*Exercise directions*. Please restate the following records word for word.

*Exercise input*.
○ ○ ○ ○
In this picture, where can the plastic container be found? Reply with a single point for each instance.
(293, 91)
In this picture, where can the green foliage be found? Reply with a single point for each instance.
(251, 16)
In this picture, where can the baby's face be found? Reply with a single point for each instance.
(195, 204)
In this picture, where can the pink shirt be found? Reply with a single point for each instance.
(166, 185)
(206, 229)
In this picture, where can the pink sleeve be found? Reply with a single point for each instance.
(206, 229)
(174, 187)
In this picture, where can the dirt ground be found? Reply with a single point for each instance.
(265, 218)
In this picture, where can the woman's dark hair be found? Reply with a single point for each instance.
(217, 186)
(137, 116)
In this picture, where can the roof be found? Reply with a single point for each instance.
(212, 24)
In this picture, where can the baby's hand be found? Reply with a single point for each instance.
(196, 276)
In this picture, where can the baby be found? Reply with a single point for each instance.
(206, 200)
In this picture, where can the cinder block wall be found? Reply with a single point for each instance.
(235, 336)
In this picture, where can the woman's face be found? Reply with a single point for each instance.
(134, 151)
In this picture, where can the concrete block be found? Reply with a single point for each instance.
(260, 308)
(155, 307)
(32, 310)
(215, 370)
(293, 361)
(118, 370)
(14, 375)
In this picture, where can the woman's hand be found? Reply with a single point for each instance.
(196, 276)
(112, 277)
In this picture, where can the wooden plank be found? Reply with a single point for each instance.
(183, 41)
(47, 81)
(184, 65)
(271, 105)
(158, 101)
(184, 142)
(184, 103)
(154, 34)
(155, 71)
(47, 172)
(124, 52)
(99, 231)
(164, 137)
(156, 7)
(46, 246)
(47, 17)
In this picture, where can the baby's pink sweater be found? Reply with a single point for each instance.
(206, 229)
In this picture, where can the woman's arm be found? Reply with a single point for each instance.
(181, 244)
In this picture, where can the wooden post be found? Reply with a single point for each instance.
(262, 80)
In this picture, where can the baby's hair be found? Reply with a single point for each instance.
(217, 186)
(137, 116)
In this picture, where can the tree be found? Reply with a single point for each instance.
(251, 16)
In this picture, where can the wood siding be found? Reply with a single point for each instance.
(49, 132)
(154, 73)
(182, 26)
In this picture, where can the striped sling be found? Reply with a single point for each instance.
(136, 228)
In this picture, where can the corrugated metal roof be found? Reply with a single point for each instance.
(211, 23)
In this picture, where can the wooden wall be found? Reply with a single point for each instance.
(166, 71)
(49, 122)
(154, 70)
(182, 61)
○ ○ ○ ○
*Complete answer*.
In this picture, where can the plastic container be found? Reply with a single point for each instance.
(293, 91)
In this picture, where can the green foliage be found? Reply with a single point for each instance.
(251, 16)
In this picture, where can the baby's face be found? Reply with a single point for each instance.
(195, 204)
In this picture, where can the pink shirt be found? Reply with a single point for each instance.
(166, 185)
(206, 229)
In this picture, where can the pink sleeve be found? Reply with a single point for each instance.
(206, 229)
(174, 187)
In this picture, where can the dirt ground be found? Reply with a single point for each instance.
(265, 218)
In this picture, where can the woman's dark hair be found? Reply with a single point for each instance.
(217, 186)
(137, 116)
In this picture, where can the roof be found? Reply with a single point for each instance.
(212, 24)
In this picture, where can the baby's hand be found? Reply with a single point for each instance.
(196, 276)
In this picture, where can the baby be found? Reply with a single point for each instance.
(206, 200)
In this picture, where can the cinder block wall be found? Reply with a single point for each instance.
(235, 336)
In this picture, where can the woman's face be found? Reply with a single point for each instance.
(134, 151)
In this picture, where can the concrete block be found? Reply with a single point for each instance.
(260, 308)
(155, 307)
(32, 310)
(215, 370)
(293, 361)
(118, 370)
(14, 375)
In this picture, where can the woman's hand be found? Reply with a single point for each instance.
(196, 276)
(112, 277)
In this picture, where can the wooden plank be found? Reply with a single point for each instance.
(183, 41)
(47, 81)
(184, 65)
(271, 105)
(158, 101)
(184, 142)
(184, 103)
(154, 34)
(155, 71)
(47, 172)
(124, 52)
(99, 231)
(164, 137)
(156, 7)
(46, 246)
(47, 17)
In this picture, where can the baby's pink sweater be found? Reply with a single point for each instance.
(206, 229)
In this picture, where can the woman's arm be found? Reply with a single point for each instance.
(181, 244)
In this picture, where can the wooden post be found? Reply with a single point for each instance.
(262, 80)
In this picture, where can the baby's hair be found? Reply with a single point for each instance.
(217, 186)
(137, 116)
In this picture, where can the tree be found? Reply with a single point for each instance.
(251, 16)
In this picture, where can the wood siding be found? Reply with a single point for each instance.
(49, 132)
(154, 73)
(182, 26)
In this picture, where can the striped sling be found? Reply with a single point for each instance.
(136, 228)
In this picture, where can the corrugated metal roof be found? Reply with a single point for each instance.
(211, 23)
In this picture, where can the wooden wall be found? Reply with a single point for each instance.
(166, 71)
(49, 122)
(154, 70)
(182, 61)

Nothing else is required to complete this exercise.